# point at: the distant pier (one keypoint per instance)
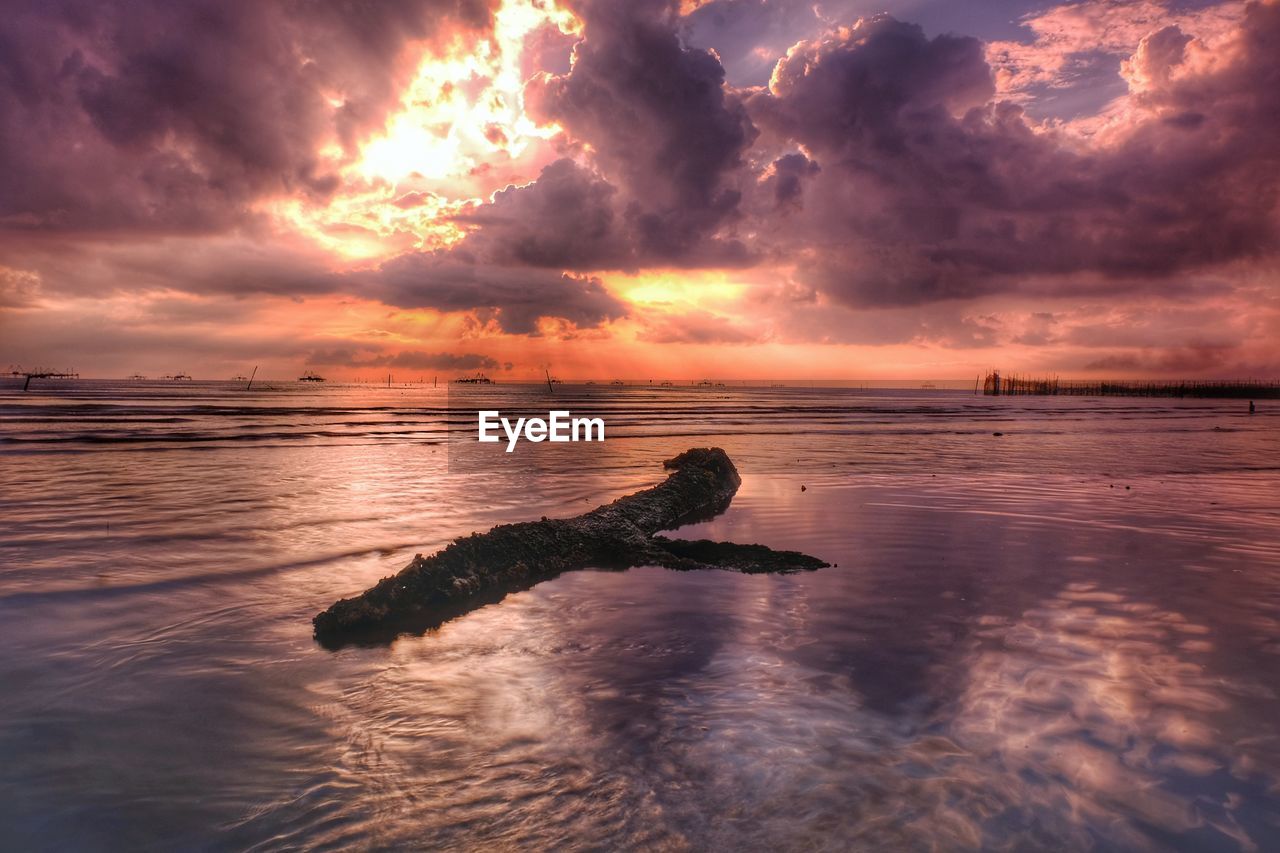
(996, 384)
____________
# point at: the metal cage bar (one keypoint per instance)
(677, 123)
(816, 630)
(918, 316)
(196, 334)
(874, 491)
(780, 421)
____________
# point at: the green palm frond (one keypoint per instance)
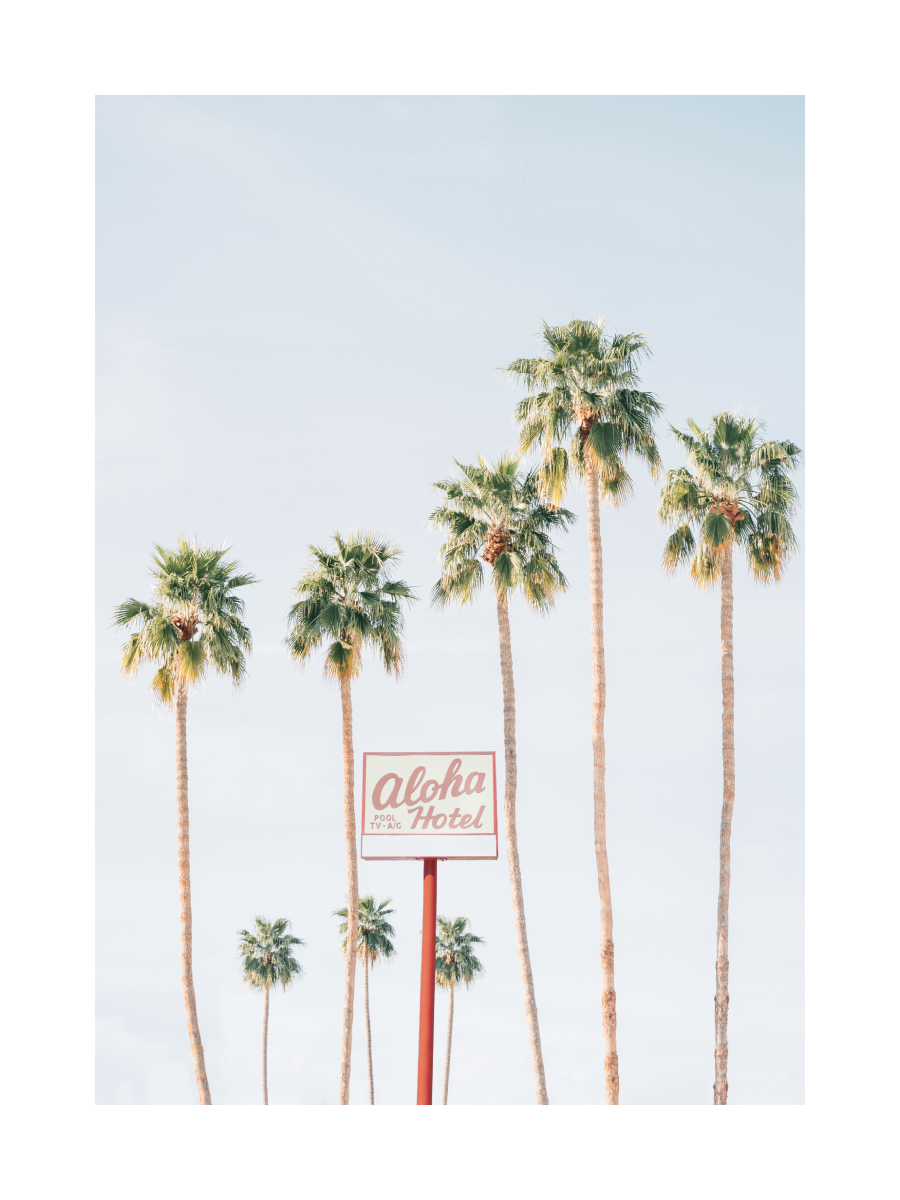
____________
Task directions: Collect each line of the data above that contains the string "instance", treating uppercase and lowercase as different.

Written solution:
# point at: the distant pier (one keypoint per instance)
# point at: the metal cage bar (one keypoint per instance)
# point at: the green palm frond (one keypoint per instance)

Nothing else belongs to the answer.